Task prompt
Which lines of the records below contain the string "white"? Pull out each of those lines, and treat uppercase and lowercase as different.

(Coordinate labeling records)
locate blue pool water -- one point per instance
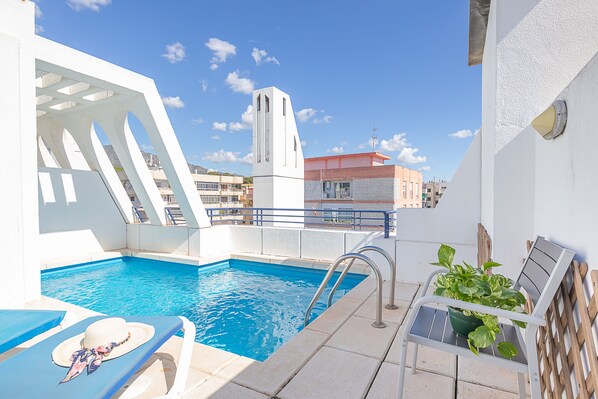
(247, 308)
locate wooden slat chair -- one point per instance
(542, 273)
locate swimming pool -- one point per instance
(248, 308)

---

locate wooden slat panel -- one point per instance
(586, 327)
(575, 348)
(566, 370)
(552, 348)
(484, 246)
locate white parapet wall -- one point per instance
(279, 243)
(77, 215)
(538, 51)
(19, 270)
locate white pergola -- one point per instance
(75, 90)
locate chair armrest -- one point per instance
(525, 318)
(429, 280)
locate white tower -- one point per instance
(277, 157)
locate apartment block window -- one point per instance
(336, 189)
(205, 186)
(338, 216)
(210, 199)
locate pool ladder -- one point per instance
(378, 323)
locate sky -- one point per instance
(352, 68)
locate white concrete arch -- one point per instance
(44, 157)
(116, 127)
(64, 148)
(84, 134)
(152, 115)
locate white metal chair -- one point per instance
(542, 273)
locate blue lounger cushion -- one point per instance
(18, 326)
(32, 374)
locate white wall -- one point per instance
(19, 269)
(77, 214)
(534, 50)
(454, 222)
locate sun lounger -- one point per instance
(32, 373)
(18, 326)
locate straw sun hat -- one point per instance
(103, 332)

Result
locate white parapet wall -- one point per instance
locate white pergola -- one point per instance
locate white tower -- one point per instance
locate white concrete arch -- one point per instance
locate white metal chair -- one point per instance
locate white wall -- one point per instance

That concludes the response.